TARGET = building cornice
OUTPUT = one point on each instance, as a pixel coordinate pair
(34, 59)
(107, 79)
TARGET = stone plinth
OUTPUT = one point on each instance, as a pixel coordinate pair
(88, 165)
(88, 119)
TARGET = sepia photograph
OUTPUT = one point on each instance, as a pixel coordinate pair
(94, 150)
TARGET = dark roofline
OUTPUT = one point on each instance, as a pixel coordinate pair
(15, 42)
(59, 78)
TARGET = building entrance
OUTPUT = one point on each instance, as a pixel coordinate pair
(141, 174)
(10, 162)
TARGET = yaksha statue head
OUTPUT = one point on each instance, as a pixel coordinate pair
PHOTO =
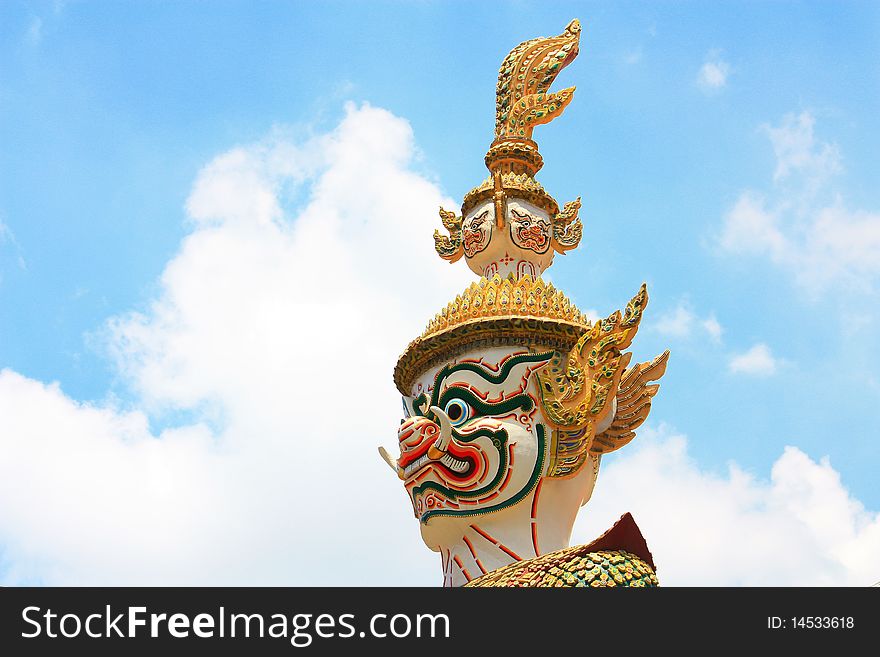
(511, 395)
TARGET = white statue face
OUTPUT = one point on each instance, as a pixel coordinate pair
(522, 246)
(474, 441)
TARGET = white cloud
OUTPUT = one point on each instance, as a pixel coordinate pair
(758, 360)
(277, 329)
(798, 151)
(804, 226)
(34, 33)
(683, 323)
(713, 73)
(800, 528)
(633, 56)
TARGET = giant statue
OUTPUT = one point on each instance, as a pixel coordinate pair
(512, 395)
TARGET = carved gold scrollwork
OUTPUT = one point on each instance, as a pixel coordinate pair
(567, 227)
(578, 387)
(522, 100)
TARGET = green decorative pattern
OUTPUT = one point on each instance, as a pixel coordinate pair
(573, 567)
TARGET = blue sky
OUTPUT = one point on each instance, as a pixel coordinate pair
(725, 154)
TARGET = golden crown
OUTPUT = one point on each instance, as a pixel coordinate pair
(494, 312)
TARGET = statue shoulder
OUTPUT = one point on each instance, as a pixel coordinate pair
(573, 567)
(619, 557)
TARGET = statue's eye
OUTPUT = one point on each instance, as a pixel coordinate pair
(458, 411)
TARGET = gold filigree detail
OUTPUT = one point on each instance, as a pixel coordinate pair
(573, 567)
(578, 387)
(449, 247)
(567, 227)
(494, 312)
(634, 397)
(516, 185)
(522, 98)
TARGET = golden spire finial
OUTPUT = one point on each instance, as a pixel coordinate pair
(509, 223)
(522, 100)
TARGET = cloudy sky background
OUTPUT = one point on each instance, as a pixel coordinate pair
(215, 240)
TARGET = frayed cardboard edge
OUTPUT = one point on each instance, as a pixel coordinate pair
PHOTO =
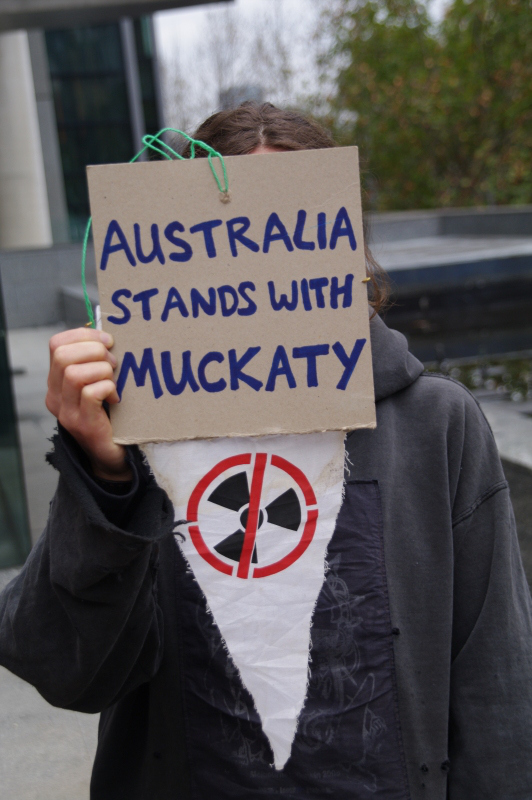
(128, 440)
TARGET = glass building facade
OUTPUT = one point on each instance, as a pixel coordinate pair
(92, 98)
(14, 528)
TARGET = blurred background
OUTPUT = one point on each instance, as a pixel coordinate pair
(437, 94)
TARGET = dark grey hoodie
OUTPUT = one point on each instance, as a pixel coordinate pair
(91, 621)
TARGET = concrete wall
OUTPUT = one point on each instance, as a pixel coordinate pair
(24, 215)
(397, 226)
(32, 281)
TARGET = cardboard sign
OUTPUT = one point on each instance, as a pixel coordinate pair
(238, 318)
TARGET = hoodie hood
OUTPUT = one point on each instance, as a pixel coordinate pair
(394, 368)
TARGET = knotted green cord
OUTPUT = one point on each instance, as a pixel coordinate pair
(150, 143)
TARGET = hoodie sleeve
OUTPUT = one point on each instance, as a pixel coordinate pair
(81, 621)
(490, 739)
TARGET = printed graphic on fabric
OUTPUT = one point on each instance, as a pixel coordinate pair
(256, 500)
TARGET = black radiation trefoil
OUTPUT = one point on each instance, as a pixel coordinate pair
(233, 493)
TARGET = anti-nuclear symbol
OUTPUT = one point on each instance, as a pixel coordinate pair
(255, 521)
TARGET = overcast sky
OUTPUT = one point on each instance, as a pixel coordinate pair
(181, 29)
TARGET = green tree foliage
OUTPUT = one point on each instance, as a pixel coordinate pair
(442, 113)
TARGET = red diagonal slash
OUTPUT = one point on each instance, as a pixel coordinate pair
(253, 515)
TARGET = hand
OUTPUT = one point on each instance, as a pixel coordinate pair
(80, 379)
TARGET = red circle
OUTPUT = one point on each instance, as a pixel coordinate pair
(278, 566)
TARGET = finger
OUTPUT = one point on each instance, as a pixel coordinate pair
(77, 376)
(76, 353)
(79, 335)
(92, 397)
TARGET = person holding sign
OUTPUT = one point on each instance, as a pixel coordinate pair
(420, 664)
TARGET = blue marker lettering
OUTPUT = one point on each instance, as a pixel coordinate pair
(108, 248)
(280, 366)
(311, 353)
(147, 365)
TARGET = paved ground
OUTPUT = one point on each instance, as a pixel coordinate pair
(46, 753)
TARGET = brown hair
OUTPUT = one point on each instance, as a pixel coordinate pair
(240, 130)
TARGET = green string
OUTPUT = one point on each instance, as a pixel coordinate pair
(157, 145)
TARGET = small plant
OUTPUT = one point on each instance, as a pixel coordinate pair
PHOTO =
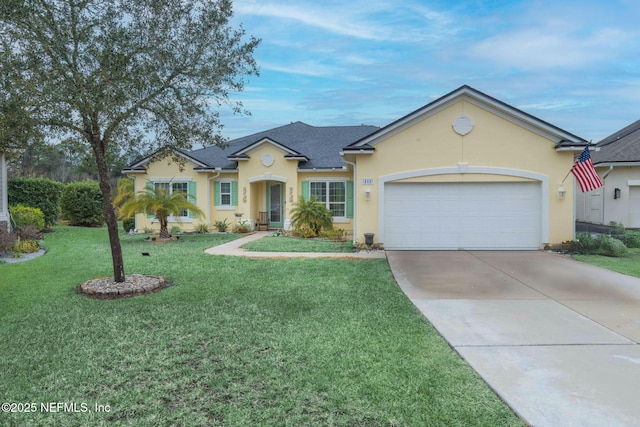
(201, 228)
(128, 224)
(25, 246)
(336, 234)
(598, 245)
(29, 233)
(306, 232)
(26, 216)
(7, 240)
(222, 226)
(242, 226)
(311, 214)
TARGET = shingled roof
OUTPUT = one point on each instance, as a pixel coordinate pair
(320, 145)
(622, 146)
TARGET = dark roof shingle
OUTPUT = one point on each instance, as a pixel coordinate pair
(321, 145)
(621, 146)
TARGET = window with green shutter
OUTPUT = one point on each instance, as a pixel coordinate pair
(225, 193)
(337, 196)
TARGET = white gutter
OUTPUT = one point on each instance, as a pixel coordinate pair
(218, 170)
(355, 199)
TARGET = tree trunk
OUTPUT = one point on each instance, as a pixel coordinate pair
(164, 229)
(109, 213)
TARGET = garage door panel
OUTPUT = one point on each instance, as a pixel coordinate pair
(462, 215)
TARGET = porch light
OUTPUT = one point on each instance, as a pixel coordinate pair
(561, 193)
(616, 193)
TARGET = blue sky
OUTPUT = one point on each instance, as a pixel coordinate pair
(575, 64)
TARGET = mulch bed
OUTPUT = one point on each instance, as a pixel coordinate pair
(134, 285)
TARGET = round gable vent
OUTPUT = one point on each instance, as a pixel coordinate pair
(463, 124)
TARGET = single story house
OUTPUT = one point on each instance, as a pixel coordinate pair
(4, 202)
(617, 161)
(465, 171)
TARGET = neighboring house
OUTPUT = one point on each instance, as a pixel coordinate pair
(465, 171)
(617, 161)
(4, 203)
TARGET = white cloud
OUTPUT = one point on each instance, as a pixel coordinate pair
(366, 20)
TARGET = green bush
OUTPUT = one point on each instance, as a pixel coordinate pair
(7, 240)
(310, 214)
(81, 204)
(599, 245)
(43, 194)
(25, 216)
(222, 226)
(632, 239)
(128, 224)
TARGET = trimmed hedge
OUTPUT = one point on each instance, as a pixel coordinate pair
(81, 204)
(40, 193)
(26, 216)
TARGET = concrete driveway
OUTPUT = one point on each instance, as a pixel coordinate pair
(555, 338)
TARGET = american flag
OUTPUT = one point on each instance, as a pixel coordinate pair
(585, 173)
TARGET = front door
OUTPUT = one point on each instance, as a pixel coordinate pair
(275, 204)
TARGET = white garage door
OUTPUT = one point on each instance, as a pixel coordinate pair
(456, 216)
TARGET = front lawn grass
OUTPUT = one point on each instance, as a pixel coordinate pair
(293, 244)
(233, 342)
(628, 264)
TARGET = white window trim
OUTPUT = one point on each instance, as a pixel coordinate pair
(171, 181)
(230, 206)
(337, 219)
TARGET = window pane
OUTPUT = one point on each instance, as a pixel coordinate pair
(337, 209)
(319, 190)
(163, 185)
(181, 186)
(337, 192)
(225, 193)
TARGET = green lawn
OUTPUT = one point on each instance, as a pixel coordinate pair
(629, 264)
(291, 244)
(233, 342)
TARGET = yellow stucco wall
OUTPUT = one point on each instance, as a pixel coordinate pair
(494, 144)
(252, 179)
(166, 171)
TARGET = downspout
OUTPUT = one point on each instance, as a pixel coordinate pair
(355, 199)
(209, 192)
(604, 176)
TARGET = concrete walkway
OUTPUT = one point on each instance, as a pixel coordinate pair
(555, 338)
(233, 249)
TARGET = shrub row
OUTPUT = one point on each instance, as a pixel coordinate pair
(40, 202)
(43, 194)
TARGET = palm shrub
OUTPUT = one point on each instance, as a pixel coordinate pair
(161, 204)
(81, 204)
(310, 214)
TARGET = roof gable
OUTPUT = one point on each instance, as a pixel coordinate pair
(622, 146)
(466, 93)
(315, 147)
(243, 153)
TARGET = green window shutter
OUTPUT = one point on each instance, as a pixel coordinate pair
(234, 193)
(349, 199)
(150, 187)
(192, 196)
(216, 193)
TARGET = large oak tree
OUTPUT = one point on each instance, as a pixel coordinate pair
(151, 74)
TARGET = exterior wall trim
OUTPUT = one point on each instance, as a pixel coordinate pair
(463, 169)
(267, 177)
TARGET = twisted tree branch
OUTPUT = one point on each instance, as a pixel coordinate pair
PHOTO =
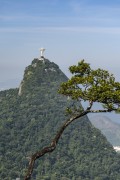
(52, 146)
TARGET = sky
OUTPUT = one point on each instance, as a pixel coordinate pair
(69, 30)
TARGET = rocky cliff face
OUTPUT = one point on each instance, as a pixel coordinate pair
(30, 117)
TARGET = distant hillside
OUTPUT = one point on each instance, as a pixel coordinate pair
(109, 128)
(30, 117)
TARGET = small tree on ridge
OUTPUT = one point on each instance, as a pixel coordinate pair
(86, 85)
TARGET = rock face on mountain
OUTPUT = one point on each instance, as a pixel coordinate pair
(109, 128)
(31, 115)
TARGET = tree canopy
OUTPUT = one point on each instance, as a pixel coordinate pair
(92, 86)
(86, 85)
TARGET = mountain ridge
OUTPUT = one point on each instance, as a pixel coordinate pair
(30, 119)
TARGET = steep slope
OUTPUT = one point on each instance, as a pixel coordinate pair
(109, 128)
(29, 118)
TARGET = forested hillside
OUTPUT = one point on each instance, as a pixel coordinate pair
(29, 118)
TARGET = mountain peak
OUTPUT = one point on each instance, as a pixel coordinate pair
(40, 71)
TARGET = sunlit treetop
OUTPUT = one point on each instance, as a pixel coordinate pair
(92, 86)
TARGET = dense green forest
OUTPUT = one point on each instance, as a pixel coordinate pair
(30, 117)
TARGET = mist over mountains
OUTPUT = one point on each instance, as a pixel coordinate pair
(109, 128)
(31, 115)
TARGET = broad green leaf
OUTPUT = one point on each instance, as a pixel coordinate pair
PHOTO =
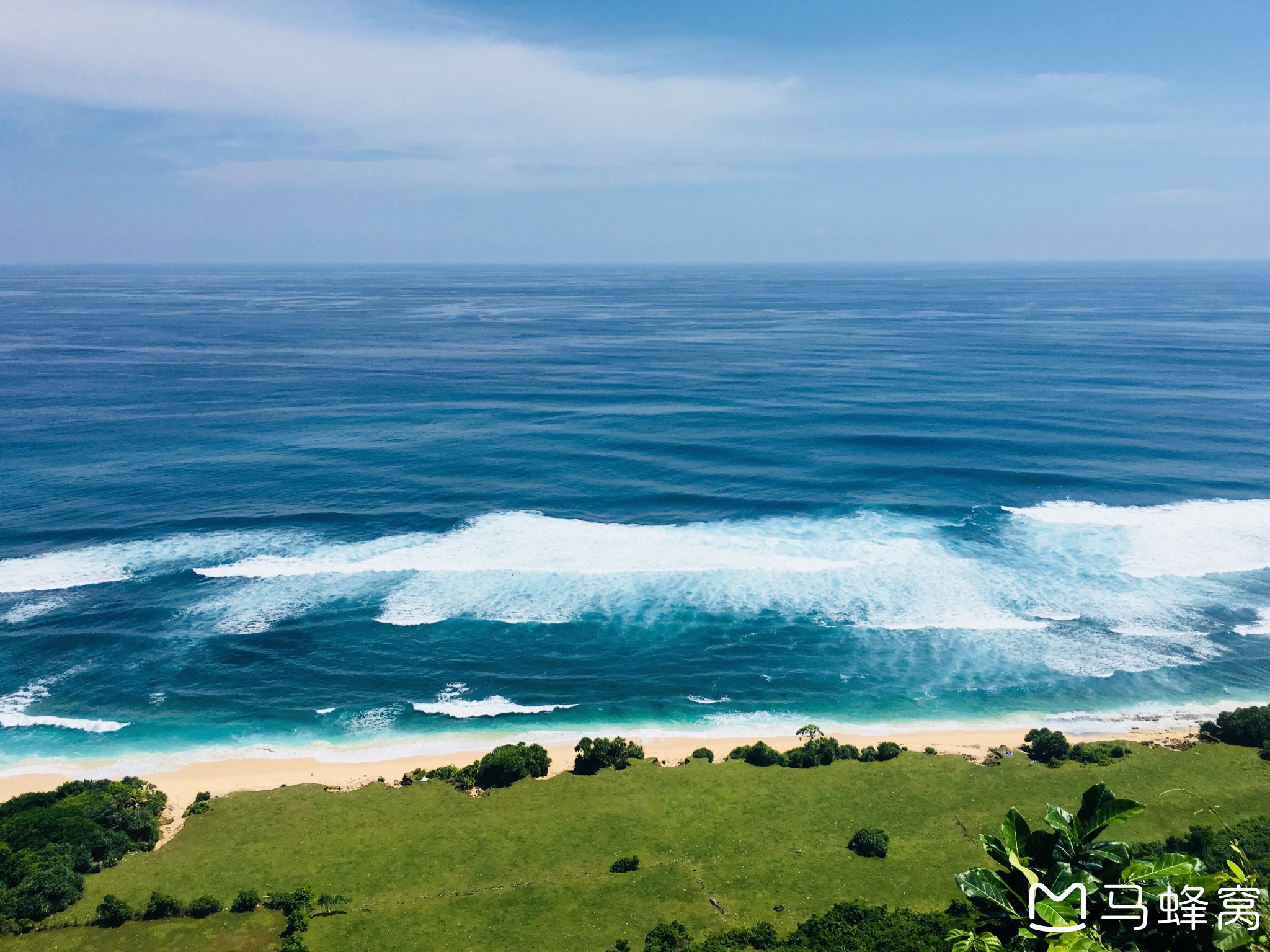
(1231, 936)
(1163, 867)
(995, 848)
(1028, 874)
(1099, 807)
(988, 892)
(1065, 828)
(1014, 832)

* [Task objective] Count each line of the listing above that holds the string "gable", and state that count without anything added.

* [Final answer] 2